Supplied material:
——————————

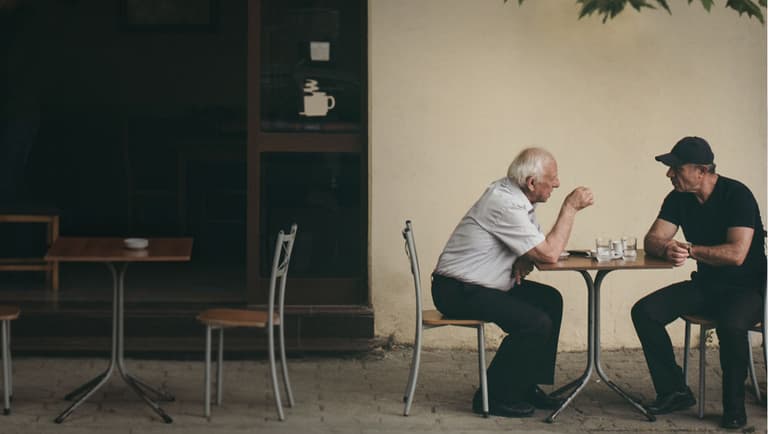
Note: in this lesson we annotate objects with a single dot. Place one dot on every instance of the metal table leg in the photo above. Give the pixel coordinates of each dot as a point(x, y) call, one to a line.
point(117, 360)
point(598, 367)
point(579, 383)
point(593, 351)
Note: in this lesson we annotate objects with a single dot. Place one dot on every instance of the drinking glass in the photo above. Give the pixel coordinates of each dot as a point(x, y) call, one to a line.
point(630, 248)
point(603, 249)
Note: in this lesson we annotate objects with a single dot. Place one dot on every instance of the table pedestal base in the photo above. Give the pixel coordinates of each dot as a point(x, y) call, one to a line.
point(593, 353)
point(84, 391)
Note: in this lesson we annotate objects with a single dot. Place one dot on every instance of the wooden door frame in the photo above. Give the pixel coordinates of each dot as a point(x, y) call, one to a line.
point(259, 142)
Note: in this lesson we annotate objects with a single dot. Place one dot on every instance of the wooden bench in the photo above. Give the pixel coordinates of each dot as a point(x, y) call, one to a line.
point(51, 219)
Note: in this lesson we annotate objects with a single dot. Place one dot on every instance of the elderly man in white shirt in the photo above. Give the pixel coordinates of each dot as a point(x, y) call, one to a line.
point(481, 275)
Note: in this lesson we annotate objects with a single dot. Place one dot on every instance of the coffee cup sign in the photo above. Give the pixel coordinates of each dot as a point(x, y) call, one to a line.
point(316, 103)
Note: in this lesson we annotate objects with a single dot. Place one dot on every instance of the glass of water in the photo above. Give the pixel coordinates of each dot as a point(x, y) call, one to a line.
point(630, 248)
point(603, 249)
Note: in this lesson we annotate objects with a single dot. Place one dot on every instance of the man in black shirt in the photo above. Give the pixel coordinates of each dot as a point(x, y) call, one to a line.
point(725, 236)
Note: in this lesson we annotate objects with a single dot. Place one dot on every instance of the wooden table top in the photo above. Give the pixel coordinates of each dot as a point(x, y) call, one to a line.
point(112, 249)
point(578, 263)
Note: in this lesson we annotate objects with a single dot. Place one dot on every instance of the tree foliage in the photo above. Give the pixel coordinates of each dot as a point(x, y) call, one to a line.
point(611, 8)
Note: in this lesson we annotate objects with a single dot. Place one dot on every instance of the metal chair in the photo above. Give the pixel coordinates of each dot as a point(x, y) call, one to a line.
point(219, 319)
point(708, 324)
point(7, 314)
point(429, 319)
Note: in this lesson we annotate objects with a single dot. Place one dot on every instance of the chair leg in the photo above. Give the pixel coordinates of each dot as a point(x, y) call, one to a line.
point(765, 358)
point(481, 360)
point(686, 350)
point(207, 372)
point(284, 365)
point(220, 369)
point(6, 369)
point(410, 388)
point(752, 373)
point(273, 373)
point(10, 360)
point(702, 369)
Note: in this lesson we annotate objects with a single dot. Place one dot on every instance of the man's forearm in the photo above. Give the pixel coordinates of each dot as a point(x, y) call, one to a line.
point(720, 255)
point(655, 246)
point(558, 236)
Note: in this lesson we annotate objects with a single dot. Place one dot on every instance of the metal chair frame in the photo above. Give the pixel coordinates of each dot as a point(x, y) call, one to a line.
point(421, 325)
point(705, 325)
point(8, 314)
point(279, 275)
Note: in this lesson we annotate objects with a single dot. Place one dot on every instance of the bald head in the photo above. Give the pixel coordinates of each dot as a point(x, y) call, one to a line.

——————————

Assigned task: If a record holds a picture, skip the picture and write out everything else exactly.

Reply to the exercise:
Note: in this lesson we annotate objects with a single dot. Place one dot on every instance of the metal table leg in the photo above. Give the pixel coordinates of each dot as a point(x, y) call, one to a line.
point(117, 360)
point(598, 367)
point(579, 383)
point(593, 351)
Note: in this lesson we annotate objects with a single dot. Place one dot on every instance of the drinking glass in the photo above. Give the pixel coordinates of each dot as a point(x, y) call, one to a line.
point(630, 248)
point(603, 249)
Note: in this lesson we annotate objects with a single dot. Place one dot on every instance of the table pedestal base in the photo above. Give the pixel coordinates of each dot as a point(x, y) call, one to a line.
point(593, 353)
point(84, 391)
Note: in this lesson we annotate objects with a single dot. Place one dot on every instance of the wooden door frame in the photo above. Give the pixel coordinates of each dot as a point(x, y) call, one to a line.
point(259, 142)
Note: in this lesson we annotate objects with a single dot. Place one dot on every instance of the wooden bench in the photo above. Give the pixel coordinates of each dot as a point(x, y) call, one to a line.
point(51, 219)
Note: in this lesson we annotate objects with a single dot. Place one dot on every instance of the elderly man in white shirt in the photo above. Give the pixel coordinates of each dot as a point(x, y) call, one to a line.
point(481, 275)
Note: in this lesson we annotate objects with a single dot. Place one dot on every instance of the coffee cup sign in the photo above. Give the pixel coordinates of each dot as a point(x, y) call, one to a line.
point(316, 103)
Note: in this lesson we annotate objects with a single dot. Place one dot on every instance of the glass of water in the photo above. Give the pixel coordinates of each dot as a point(x, y) call, one to a line.
point(630, 248)
point(603, 249)
Note: in this lesson we annotate objects with a single dot. Place one dot on every instance of the man in black shirt in the photo above. Give the pixel coordinates of each dot as a point(x, y) call, one to a line.
point(725, 236)
Note: in this lesson we annotate objects with a single dot. Place one dot on every instance of the wooden table top in the photo above. Give the pixel coordinates of each dot as a point(x, y) call, one to a line.
point(112, 249)
point(578, 263)
Note: in this lesson we annotate objects with a single dot. Place one dot on every instance of the tree foliage in the photo above. Give the pixel coordinates of each dot as a point(x, y) call, one to a line.
point(611, 8)
Note: in this lesson we annotate objects with a single dot. Place one dot on every instance of the metal chair in the photo above. Give the pixel coordinates of each dot as a point(x, y) call, one to a line.
point(219, 319)
point(708, 324)
point(7, 314)
point(429, 319)
Note: in this lesson we annotate objects with a single dot. Place one dot on every instance of the chair leg in the photo above. Give the pixel coordinates of each dot as a point(x, y) call, one to a line.
point(765, 358)
point(481, 360)
point(686, 350)
point(207, 372)
point(284, 365)
point(220, 369)
point(6, 369)
point(410, 388)
point(752, 373)
point(273, 373)
point(10, 360)
point(702, 369)
Note: in this lesson we annotate objects with a single dot. Place one dot on every instance of the man's forearm in the photo above. Give the pixel coordinates of each dot as a point(x, y) call, one to a line.
point(720, 255)
point(655, 246)
point(558, 236)
Note: in this lesson we annotate objects with a single dot. Place one dot on every instance of the metal chair frame in the photo above. Give the pixel coordinates of each dot as a point(x, y) call, one to a line.
point(421, 325)
point(705, 325)
point(8, 314)
point(279, 275)
Note: in this lesson we annotate objects with a single dot. Place one dot on every instance of the bald head in the photo above. Give the pixel coordinates of each dot as a point(x, y) call, one to a line.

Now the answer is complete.